◆ **Supplied text**:
********

Tuesday, October 11, 2011

Why long-term investors should look at the big picture

With the Sensex and Nifty indices stuck within trading ranges for more than a month, small investors are in a quandary. What to do next? Two days of sharp bounce from a bottom, and the urge to jump in and buy is almost uncontrollable. Three days of correction from a resistance level, and every one is worried about a 2008-like crash.

Getting worried and disturbed about short-term index gyrations only increases your blood pressure and clouds your decision making. Times like these are true tests of your investment mettle. In life, unplanned action is some times better than planned inaction. But, for building wealth through successful investing in the stock market, you should practice the discipline of planned inaction.

The inaction refers only to buying and selling of stocks. Reading annual reports, books and preparing buy/sell lists are part of the daily ritual of  long-term investors. What then is the big picture referred to in the headline? I’m not an economist, but here is my take on what is happening around us.

Thanks to the Internet and FIIs, our stock market is fully integrated with global markets. All the nonsense about decoupling because of our strong domestic market is just that – nonsense. So, keep an eye on what is happening in global markets. To keep readers updated, I regularly post about stock indices in the US, Europe and Asia. If you are not reading those posts, ask yourself: Why not?

********

◆ **Provided data**:
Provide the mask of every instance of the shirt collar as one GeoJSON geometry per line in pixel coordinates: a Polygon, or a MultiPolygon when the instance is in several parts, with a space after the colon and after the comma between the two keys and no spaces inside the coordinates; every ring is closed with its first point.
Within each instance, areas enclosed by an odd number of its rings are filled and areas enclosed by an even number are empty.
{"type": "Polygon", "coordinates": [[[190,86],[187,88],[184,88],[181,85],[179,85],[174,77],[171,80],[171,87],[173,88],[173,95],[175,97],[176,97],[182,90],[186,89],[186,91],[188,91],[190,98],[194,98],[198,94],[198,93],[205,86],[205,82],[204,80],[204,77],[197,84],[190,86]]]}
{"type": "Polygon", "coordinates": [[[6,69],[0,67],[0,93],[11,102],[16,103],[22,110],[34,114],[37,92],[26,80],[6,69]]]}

********

◆ **Instruction**:
Give back the investing post's passage that opens with "Tuesday, October 11, 2011" and closes with "a 2008-like crash.", switching "Sensex" to "BSE Sensex".

◆ **Exercise answer**:
Tuesday, October 11, 2011

Why long-term investors should look at the big picture

With the BSE Sensex and Nifty indices stuck within trading ranges for more than a month, small investors are in a quandary. What to do next? Two days of sharp bounce from a bottom, and the urge to jump in and buy is almost uncontrollable. Three days of correction from a resistance level, and every one is worried about a 2008-like crash.